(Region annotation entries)
===
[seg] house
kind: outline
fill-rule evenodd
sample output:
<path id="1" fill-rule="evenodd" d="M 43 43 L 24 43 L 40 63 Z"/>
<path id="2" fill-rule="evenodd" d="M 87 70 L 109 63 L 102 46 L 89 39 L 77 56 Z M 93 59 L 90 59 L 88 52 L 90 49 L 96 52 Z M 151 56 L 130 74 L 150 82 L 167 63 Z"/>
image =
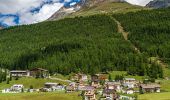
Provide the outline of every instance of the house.
<path id="1" fill-rule="evenodd" d="M 92 81 L 91 86 L 93 86 L 95 88 L 99 88 L 101 86 L 100 81 L 99 80 Z"/>
<path id="2" fill-rule="evenodd" d="M 95 91 L 93 86 L 84 86 L 81 88 L 82 91 Z"/>
<path id="3" fill-rule="evenodd" d="M 44 84 L 45 88 L 55 88 L 58 85 L 58 83 L 51 83 L 51 82 L 47 82 Z"/>
<path id="4" fill-rule="evenodd" d="M 44 87 L 40 89 L 42 92 L 51 92 L 51 91 L 61 91 L 64 90 L 64 86 L 58 83 L 47 82 L 44 84 Z"/>
<path id="5" fill-rule="evenodd" d="M 160 92 L 161 86 L 159 84 L 141 84 L 140 90 L 143 93 L 146 92 Z"/>
<path id="6" fill-rule="evenodd" d="M 134 89 L 129 88 L 126 90 L 126 94 L 133 94 L 134 93 Z"/>
<path id="7" fill-rule="evenodd" d="M 86 74 L 79 74 L 78 75 L 78 80 L 79 81 L 87 81 L 88 80 L 88 77 Z"/>
<path id="8" fill-rule="evenodd" d="M 71 80 L 73 81 L 88 81 L 88 77 L 86 74 L 81 74 L 81 73 L 78 73 L 78 74 L 75 74 Z"/>
<path id="9" fill-rule="evenodd" d="M 10 93 L 10 90 L 11 90 L 11 89 L 3 89 L 3 90 L 2 90 L 2 93 Z"/>
<path id="10" fill-rule="evenodd" d="M 74 92 L 75 90 L 76 90 L 76 88 L 74 86 L 66 86 L 67 93 Z"/>
<path id="11" fill-rule="evenodd" d="M 85 93 L 84 93 L 84 99 L 85 100 L 97 100 L 94 87 L 86 86 L 84 88 L 84 91 L 85 91 Z"/>
<path id="12" fill-rule="evenodd" d="M 122 87 L 120 82 L 105 82 L 105 88 L 106 89 L 114 89 L 117 92 L 121 92 Z"/>
<path id="13" fill-rule="evenodd" d="M 49 72 L 46 69 L 34 68 L 34 69 L 30 70 L 30 76 L 32 76 L 32 77 L 48 78 L 49 77 Z"/>
<path id="14" fill-rule="evenodd" d="M 137 81 L 134 78 L 124 78 L 123 86 L 128 88 L 134 88 L 137 86 Z"/>
<path id="15" fill-rule="evenodd" d="M 84 87 L 86 87 L 86 86 L 88 86 L 88 84 L 80 81 L 80 82 L 77 84 L 77 90 L 82 91 L 82 89 L 84 89 Z"/>
<path id="16" fill-rule="evenodd" d="M 10 75 L 12 76 L 12 77 L 23 77 L 23 76 L 25 76 L 25 77 L 28 77 L 28 76 L 30 76 L 30 71 L 28 71 L 28 70 L 12 70 L 12 71 L 10 71 Z"/>
<path id="17" fill-rule="evenodd" d="M 99 75 L 92 75 L 91 76 L 91 86 L 95 87 L 95 88 L 99 88 L 100 87 L 100 79 L 99 79 Z"/>
<path id="18" fill-rule="evenodd" d="M 14 92 L 22 92 L 24 89 L 24 86 L 22 84 L 14 84 L 10 91 L 14 91 Z"/>
<path id="19" fill-rule="evenodd" d="M 105 97 L 106 100 L 119 100 L 119 96 L 114 89 L 104 89 L 103 97 Z"/>

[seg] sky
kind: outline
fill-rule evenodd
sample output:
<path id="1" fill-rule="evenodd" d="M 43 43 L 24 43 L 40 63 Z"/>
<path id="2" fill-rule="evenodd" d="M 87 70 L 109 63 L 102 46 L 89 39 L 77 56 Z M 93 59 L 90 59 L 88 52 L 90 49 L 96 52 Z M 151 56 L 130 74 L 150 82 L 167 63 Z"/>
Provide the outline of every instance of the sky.
<path id="1" fill-rule="evenodd" d="M 146 5 L 151 0 L 126 0 Z M 0 26 L 8 27 L 42 22 L 63 6 L 73 6 L 80 0 L 0 0 Z"/>

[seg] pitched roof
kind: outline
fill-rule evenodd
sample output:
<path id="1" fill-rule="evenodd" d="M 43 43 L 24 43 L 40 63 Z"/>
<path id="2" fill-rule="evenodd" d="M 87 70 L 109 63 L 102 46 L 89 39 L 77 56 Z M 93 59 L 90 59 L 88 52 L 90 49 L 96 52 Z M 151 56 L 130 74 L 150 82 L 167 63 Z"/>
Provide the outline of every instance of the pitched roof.
<path id="1" fill-rule="evenodd" d="M 124 78 L 124 80 L 135 81 L 136 79 L 134 79 L 134 78 Z"/>
<path id="2" fill-rule="evenodd" d="M 33 69 L 31 69 L 30 71 L 33 71 L 33 70 L 48 71 L 48 70 L 43 69 L 43 68 L 33 68 Z"/>
<path id="3" fill-rule="evenodd" d="M 26 73 L 26 72 L 28 72 L 27 70 L 12 70 L 12 71 L 10 71 L 11 73 Z"/>
<path id="4" fill-rule="evenodd" d="M 159 84 L 141 84 L 142 88 L 160 88 L 161 86 Z"/>
<path id="5" fill-rule="evenodd" d="M 112 93 L 115 93 L 115 90 L 113 90 L 113 89 L 104 89 L 103 93 L 112 94 Z"/>

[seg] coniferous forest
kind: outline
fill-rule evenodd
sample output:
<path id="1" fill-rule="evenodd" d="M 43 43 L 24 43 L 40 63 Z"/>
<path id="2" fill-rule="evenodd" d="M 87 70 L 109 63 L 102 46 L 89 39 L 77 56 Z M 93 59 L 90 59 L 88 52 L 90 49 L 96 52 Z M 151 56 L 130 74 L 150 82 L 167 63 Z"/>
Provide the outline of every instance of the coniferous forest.
<path id="1" fill-rule="evenodd" d="M 0 66 L 11 70 L 42 67 L 48 69 L 50 73 L 61 74 L 71 72 L 95 74 L 120 70 L 127 71 L 131 75 L 163 77 L 162 68 L 148 61 L 150 55 L 155 56 L 163 51 L 159 51 L 161 49 L 154 51 L 154 47 L 148 48 L 154 43 L 154 39 L 151 40 L 151 37 L 146 35 L 147 31 L 155 32 L 154 27 L 160 27 L 157 23 L 164 25 L 165 21 L 152 20 L 158 20 L 157 13 L 163 13 L 161 17 L 168 19 L 168 14 L 165 12 L 168 11 L 166 9 L 153 10 L 151 14 L 152 16 L 155 14 L 155 19 L 149 17 L 149 11 L 140 11 L 141 15 L 138 15 L 138 12 L 114 15 L 125 29 L 130 31 L 129 38 L 132 43 L 145 51 L 142 53 L 135 51 L 130 41 L 124 40 L 122 34 L 118 33 L 117 24 L 108 15 L 66 18 L 4 29 L 0 31 Z M 145 29 L 145 25 L 142 25 L 144 21 L 141 20 L 140 23 L 140 18 L 146 19 L 145 22 L 150 20 L 154 27 L 150 24 L 147 26 L 146 23 L 147 29 Z M 136 21 L 133 22 L 132 19 Z M 165 23 L 168 24 L 168 22 Z M 159 27 L 156 29 L 158 32 L 155 39 L 159 36 L 161 29 L 165 28 L 165 33 L 169 31 L 166 25 L 161 26 L 160 29 Z M 154 72 L 153 68 L 156 68 Z"/>
<path id="2" fill-rule="evenodd" d="M 150 57 L 170 64 L 170 8 L 113 15 L 129 40 Z"/>

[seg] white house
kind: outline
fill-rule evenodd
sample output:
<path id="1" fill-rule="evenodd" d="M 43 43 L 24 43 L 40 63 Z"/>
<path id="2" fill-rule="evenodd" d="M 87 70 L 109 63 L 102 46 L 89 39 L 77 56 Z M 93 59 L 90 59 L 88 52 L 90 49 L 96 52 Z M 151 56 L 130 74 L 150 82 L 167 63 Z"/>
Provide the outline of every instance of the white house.
<path id="1" fill-rule="evenodd" d="M 134 88 L 136 86 L 136 80 L 134 78 L 124 78 L 123 86 L 128 88 Z"/>
<path id="2" fill-rule="evenodd" d="M 30 76 L 30 71 L 28 70 L 12 70 L 10 71 L 12 77 L 23 77 L 23 76 Z"/>
<path id="3" fill-rule="evenodd" d="M 133 94 L 134 93 L 134 90 L 133 89 L 127 89 L 126 90 L 126 94 Z"/>

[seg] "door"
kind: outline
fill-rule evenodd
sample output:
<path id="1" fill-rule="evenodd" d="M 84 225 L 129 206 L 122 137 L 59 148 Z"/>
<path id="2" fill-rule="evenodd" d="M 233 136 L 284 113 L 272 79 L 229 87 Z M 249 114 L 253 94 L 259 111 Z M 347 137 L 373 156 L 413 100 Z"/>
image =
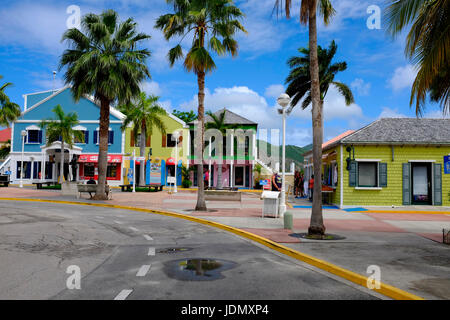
===
### SET PROBLEM
Recast the data from the line containing "[seg] pitched roof" up to and including the line containing "26 73 L 26 72" as a numbered list, omitting any blank lines.

### ANSWER
1. [seg] pitched roof
2. kind: outline
3. fill-rule evenodd
4. sample output:
5. <path id="1" fill-rule="evenodd" d="M 43 43 L 24 43 L 40 63 Z"/>
6. <path id="2" fill-rule="evenodd" d="M 87 70 L 109 63 L 102 46 L 89 39 L 77 56 Z M 93 59 L 90 59 L 88 52 L 90 49 L 96 52 Z M 151 56 L 130 74 L 150 82 L 167 63 Z"/>
7. Provide the outline of every instance of the pitched roof.
8. <path id="1" fill-rule="evenodd" d="M 124 78 L 124 80 L 135 81 L 136 79 L 134 79 L 134 78 Z"/>
9. <path id="2" fill-rule="evenodd" d="M 33 69 L 31 69 L 30 71 L 33 71 L 33 70 L 48 71 L 48 70 L 43 69 L 43 68 L 33 68 Z"/>
10. <path id="3" fill-rule="evenodd" d="M 26 73 L 26 72 L 28 72 L 27 70 L 12 70 L 12 71 L 10 71 L 11 73 Z"/>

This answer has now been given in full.